··· Extrait de page

Tu étais toute seule à filmer ou vous étiez en petite équipe ? Qu’est-ce que votre présence a provoqué dans leur microcosme et dans ce moment de transition de vie ?

On était deux. Au début il n’y avait que moi et puis après j’ai introduit mon copain. J’ai pris le son et il a fait l’image et le montage. Je pense que notre présence est devenue importante pour elles aussi, elles me l’ont dit plusieurs fois. Le film a permis de créer cette sorte de bilan de parcours, il a provoqué cette conversation commune sur le départ et tout ce que cela implique, cette remémoration des trajectoires individuelles aussi. Elles ont été intéressées par ce projet car il a été l’occasion d’un moment très important de discussion qui ne serait peut-être pas advenu de cette manière sans le film. C’est vrai qu’elles discutent quand même beaucoup entre elles, il y a une vraie notion de partage dans la communauté, mais le film a sans doute été un moyen d’approfondir cette parole.

Elles parlent, elles se racontent et racontent leur parcours qui les a mené à cet instant, cette décision de changer de vie. Et dans le même temps, il y a une vraie narration filmique, le récit amène progressivement le spectateur vers le départ, comme si lui aussi était dans ce mouvement, cette transition, cet état de passage. Comment as-tu réussi à écrire le film en suivant un temps long – quatre ans - et mouvementé, comment as-tu procédé aux choix de construction ?

Le film se construit en deux parties. D’abord, ce moment de bilan, principalement sous la forme d’entretiens, puis le départ en tant que tel. J’ai su très tôt que le film devait aller d’une sorte d’enfermement, d’une vie assez austère qu’elles ont pu connaître, dont elles m’avaient déjà parlé dans les entretiens individuels, vers une ouverture. C’était très clair. Il devait y avoir cette ligne dans le film, pour faire comprendre au spectateur leur mouvement de la vie religieuse à une vie plus civile, de l’intérieur vers l’extérieur, du silence à la parole. C’est cela qui a guidé le film. Ensuite, cette transition s’est aussi faite au montage. La structure du film n’était pas évidente, et au montage on s’est rendu compte qu’il était primordial de prendre le temps de bien décrire le passé, de se mettre du côté de la parole des sœurs. . Au montage on est allé vers une sorte de dépouillement, et j’ai compris qu’on avait besoin de sentir leur passé et tout ce qu’il représente de difficultés en termes d’enfermement, pour comprendre le chemin qu’elles ont pris aujourd’hui, ce mouvement vers le quotidien.

······
··· Données

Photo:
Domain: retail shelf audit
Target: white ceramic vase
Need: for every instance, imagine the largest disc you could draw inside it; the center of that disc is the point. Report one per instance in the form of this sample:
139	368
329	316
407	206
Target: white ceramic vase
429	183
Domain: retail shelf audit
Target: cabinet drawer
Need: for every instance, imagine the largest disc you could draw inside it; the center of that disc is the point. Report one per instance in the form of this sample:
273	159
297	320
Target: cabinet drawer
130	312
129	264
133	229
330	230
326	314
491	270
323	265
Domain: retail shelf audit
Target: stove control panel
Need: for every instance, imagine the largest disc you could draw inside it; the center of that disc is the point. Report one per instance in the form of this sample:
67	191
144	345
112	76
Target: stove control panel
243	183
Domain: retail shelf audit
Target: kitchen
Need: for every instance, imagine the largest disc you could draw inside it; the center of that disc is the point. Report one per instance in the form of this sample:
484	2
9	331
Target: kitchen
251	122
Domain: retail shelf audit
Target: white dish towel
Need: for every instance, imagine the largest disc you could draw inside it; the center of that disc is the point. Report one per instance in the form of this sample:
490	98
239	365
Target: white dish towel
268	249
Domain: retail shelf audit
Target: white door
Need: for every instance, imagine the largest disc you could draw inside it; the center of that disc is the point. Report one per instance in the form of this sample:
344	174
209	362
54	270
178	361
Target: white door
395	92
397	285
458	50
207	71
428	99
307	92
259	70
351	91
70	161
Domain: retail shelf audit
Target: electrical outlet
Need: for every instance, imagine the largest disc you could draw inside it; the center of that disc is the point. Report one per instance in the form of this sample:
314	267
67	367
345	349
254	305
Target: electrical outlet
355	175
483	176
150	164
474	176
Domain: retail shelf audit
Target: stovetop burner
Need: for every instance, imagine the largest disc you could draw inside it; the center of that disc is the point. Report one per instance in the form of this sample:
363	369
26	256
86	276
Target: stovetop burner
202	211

······

### Consigne:
Pour chacune des affirmations suivantes, dites s'il vous plaît si elle concorde avec l'entretien, en répondant par oui ou non et en citant les mots décisifs de l'entretien. (a) Au début du tournage, une seule personne filmait. (b) Le film se divise en trois parties. (c) Pendant le montage, il est apparu essentiel de bien décrire le passé.

### Corrigé:
(a) Oui : « Au début il n’y avait que moi »
(b) Non : « Le film se construit en deux parties. »
(c) Oui : « au montage on s’est rendu compte qu’il était primordial de prendre le temps de bien décrire le passé »